INPUT MATERIAL:
※ ※ ※
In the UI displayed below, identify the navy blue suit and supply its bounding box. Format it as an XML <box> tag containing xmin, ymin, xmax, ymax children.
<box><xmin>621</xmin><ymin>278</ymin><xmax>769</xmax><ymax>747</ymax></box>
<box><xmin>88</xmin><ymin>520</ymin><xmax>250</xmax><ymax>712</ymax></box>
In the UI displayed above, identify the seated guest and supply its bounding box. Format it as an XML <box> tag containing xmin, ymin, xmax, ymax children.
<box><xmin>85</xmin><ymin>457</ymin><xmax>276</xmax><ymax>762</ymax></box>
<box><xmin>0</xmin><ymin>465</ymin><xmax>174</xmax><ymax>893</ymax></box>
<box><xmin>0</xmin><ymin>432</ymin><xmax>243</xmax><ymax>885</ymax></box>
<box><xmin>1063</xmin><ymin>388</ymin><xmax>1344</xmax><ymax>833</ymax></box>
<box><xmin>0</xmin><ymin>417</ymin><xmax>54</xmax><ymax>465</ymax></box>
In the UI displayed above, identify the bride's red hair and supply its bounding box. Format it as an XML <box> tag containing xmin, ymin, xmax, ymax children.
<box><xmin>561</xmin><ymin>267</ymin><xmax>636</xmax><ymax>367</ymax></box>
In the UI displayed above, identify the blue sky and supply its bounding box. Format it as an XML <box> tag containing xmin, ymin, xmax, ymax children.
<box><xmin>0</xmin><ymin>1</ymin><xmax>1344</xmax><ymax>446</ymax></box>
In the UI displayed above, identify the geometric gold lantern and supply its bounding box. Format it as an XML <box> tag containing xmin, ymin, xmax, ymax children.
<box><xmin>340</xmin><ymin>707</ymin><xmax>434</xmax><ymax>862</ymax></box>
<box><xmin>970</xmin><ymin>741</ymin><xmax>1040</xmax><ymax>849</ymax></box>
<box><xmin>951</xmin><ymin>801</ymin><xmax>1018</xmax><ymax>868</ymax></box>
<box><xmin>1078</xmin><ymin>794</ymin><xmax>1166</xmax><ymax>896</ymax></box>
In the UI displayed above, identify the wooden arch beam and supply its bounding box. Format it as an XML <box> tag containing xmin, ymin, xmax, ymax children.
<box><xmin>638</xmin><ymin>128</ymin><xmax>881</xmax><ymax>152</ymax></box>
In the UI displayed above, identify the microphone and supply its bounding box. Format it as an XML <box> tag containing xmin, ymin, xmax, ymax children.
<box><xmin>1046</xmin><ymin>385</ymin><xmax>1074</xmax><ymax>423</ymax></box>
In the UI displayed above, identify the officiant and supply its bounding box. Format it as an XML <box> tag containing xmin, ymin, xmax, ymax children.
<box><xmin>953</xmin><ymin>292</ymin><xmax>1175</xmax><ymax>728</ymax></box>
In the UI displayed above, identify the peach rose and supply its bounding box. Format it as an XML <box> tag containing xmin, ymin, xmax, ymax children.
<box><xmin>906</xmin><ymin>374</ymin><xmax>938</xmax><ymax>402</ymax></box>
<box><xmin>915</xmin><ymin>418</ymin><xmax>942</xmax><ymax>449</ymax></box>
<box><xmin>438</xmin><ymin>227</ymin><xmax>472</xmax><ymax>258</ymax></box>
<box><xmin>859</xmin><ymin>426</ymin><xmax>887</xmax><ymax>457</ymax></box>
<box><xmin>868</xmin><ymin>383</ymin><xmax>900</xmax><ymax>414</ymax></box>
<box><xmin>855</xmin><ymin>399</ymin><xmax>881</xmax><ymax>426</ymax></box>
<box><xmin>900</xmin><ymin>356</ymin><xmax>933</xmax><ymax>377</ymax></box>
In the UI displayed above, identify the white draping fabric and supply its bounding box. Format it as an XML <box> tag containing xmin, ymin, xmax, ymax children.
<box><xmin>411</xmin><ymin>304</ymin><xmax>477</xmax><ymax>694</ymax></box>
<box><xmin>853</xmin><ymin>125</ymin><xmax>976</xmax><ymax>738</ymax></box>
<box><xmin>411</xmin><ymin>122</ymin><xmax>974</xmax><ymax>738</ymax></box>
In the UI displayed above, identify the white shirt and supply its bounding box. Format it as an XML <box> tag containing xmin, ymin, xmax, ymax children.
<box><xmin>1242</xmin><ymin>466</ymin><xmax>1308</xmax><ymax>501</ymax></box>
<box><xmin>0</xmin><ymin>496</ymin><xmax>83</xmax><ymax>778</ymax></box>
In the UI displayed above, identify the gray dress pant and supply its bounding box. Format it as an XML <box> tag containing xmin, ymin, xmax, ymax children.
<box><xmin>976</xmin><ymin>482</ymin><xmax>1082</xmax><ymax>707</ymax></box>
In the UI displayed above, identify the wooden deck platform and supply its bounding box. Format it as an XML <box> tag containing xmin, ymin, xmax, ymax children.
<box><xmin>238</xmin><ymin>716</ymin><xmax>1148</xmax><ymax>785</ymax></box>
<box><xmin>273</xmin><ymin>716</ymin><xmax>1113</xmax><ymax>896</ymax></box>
※ ※ ※
EXERCISE: Can you duplicate the listing from the line containing "In the UI displayed above, identify the wooden deck" through the end of the listing, both ends included?

ANSWER TO THIS PROBLEM:
In the UI displayed above, identify the wooden deck platform and supply its bounding box. Format it as an XML <box> tag containing xmin, ymin, xmax, ymax children.
<box><xmin>238</xmin><ymin>716</ymin><xmax>1148</xmax><ymax>785</ymax></box>
<box><xmin>273</xmin><ymin>716</ymin><xmax>1113</xmax><ymax>896</ymax></box>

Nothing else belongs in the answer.